__EXERCISE__
Return exactly those lines of the material below that fall between the line holding "Target — gray cloud bank." and the line holding "Target — ship hull.", inclusive.

__SUPPLIED MATERIAL__
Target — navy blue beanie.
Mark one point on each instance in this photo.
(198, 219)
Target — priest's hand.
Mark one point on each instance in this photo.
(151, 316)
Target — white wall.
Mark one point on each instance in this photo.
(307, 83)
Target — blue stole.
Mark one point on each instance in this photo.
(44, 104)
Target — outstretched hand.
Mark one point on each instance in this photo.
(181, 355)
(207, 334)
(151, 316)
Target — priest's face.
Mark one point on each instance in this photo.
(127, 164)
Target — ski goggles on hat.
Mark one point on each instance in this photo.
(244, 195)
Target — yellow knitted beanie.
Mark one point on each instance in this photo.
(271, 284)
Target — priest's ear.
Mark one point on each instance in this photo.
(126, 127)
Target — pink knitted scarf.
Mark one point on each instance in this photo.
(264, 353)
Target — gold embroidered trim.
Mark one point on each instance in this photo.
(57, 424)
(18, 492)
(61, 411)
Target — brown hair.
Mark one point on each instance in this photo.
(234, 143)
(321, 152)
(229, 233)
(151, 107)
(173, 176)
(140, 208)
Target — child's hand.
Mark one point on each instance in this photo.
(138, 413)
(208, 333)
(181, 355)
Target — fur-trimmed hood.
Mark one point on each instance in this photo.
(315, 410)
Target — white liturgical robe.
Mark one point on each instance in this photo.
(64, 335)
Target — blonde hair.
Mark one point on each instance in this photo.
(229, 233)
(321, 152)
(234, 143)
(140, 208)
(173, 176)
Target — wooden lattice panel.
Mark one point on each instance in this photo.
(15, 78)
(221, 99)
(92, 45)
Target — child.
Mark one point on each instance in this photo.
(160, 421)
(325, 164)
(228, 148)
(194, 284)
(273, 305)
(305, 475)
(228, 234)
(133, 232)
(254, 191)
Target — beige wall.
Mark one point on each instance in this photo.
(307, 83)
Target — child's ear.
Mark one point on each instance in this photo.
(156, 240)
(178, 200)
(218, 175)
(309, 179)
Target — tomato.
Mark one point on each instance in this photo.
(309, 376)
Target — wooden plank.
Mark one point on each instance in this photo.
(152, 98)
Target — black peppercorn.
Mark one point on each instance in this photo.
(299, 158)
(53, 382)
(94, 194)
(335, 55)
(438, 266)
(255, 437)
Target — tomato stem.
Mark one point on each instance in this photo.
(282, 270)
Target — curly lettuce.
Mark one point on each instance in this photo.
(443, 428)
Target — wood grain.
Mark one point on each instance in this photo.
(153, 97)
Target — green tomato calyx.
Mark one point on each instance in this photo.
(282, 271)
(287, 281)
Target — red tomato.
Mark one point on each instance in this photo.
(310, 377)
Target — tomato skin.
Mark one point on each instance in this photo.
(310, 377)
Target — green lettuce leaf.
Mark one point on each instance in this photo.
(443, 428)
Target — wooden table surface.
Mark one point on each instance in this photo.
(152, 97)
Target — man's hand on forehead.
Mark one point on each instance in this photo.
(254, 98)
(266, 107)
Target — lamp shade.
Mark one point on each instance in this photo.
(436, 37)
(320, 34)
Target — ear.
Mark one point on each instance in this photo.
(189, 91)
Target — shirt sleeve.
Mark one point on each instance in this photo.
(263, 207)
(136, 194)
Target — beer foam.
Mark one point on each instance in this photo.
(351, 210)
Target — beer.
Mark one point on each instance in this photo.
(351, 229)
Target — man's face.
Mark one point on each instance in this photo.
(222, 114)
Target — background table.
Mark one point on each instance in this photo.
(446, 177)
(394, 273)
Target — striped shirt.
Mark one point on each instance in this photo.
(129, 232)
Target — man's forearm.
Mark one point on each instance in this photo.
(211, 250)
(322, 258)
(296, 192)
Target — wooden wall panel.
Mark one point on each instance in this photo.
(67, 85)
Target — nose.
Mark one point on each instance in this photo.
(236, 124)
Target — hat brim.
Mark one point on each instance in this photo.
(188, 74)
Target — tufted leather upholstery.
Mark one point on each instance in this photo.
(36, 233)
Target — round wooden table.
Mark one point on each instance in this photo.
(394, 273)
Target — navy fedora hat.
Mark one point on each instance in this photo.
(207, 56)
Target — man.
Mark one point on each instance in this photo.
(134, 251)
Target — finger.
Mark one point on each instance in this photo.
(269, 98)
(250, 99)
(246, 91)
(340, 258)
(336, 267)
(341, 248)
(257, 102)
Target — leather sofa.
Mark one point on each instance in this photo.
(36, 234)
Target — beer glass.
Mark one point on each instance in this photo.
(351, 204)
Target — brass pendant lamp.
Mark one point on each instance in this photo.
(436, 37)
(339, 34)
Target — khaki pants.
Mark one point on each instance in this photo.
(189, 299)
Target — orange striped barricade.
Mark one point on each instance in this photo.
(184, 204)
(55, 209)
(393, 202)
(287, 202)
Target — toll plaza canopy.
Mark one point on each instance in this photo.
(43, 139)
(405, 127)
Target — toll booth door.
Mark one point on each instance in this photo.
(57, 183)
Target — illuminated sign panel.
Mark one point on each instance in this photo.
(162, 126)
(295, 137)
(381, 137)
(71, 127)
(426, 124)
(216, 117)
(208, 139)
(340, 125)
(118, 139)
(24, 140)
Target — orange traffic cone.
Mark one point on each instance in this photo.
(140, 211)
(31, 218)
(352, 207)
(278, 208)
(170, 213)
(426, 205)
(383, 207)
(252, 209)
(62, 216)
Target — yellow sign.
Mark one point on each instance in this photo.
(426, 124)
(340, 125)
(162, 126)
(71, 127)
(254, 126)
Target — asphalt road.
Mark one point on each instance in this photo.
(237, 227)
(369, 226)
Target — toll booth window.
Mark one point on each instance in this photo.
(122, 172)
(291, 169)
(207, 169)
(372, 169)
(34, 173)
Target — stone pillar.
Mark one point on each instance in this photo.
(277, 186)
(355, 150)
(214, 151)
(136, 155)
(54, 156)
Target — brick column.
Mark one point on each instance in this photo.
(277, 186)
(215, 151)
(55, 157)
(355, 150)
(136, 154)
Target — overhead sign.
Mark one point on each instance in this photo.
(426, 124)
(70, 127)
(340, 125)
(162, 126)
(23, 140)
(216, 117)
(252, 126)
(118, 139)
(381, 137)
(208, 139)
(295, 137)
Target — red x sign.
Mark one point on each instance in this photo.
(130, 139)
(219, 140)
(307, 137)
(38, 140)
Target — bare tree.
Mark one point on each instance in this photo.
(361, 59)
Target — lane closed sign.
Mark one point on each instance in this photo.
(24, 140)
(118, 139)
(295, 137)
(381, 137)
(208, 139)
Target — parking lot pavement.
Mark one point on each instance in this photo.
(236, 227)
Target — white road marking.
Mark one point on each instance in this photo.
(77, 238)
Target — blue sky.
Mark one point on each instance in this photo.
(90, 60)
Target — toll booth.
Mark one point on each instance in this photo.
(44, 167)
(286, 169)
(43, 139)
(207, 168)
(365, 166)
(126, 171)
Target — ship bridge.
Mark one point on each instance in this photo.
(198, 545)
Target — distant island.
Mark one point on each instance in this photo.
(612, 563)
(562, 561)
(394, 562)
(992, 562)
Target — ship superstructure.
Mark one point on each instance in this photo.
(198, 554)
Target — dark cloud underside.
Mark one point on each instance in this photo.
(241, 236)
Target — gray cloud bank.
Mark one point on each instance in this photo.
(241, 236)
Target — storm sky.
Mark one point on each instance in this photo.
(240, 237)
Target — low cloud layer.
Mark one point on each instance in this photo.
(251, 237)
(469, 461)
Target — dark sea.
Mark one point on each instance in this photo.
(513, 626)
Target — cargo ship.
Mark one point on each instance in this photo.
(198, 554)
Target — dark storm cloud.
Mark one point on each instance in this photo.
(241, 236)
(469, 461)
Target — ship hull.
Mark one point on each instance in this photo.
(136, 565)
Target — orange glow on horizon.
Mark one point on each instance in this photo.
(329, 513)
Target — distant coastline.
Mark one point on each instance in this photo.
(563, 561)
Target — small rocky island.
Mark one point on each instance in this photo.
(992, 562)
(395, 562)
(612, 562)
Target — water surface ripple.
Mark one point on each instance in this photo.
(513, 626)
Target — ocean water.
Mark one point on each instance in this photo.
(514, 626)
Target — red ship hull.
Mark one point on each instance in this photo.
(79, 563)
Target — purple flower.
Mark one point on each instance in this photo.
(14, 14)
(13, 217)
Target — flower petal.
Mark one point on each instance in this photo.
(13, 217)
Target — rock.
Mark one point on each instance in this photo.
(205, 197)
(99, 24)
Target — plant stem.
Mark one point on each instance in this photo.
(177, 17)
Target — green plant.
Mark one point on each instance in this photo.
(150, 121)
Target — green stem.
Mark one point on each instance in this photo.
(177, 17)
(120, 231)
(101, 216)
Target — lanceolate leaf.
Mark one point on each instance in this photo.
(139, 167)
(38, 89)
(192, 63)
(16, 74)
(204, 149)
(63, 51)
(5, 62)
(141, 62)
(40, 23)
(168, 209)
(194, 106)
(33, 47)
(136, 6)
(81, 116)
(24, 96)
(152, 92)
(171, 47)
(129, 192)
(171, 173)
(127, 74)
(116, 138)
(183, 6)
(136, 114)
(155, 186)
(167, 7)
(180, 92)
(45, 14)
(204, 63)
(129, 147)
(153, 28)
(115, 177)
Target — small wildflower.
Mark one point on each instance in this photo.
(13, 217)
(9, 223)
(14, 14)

__TASK OUTPUT__
Target — gray cloud bank.
Mark one point on each instance in this photo.
(241, 236)
Target — storm sky.
Mark one point on each instance in this photo.
(240, 237)
Target — low cloud layer.
Mark one point on each instance in this photo.
(251, 237)
(469, 461)
Target — dark sea.
Mark one point on each instance in this photo.
(513, 626)
Target — cargo ship.
Mark one point on each instance in this photo.
(198, 554)
Target — dark storm cloud.
Mark one point on each instance in this photo.
(241, 236)
(469, 461)
Target — ship hull.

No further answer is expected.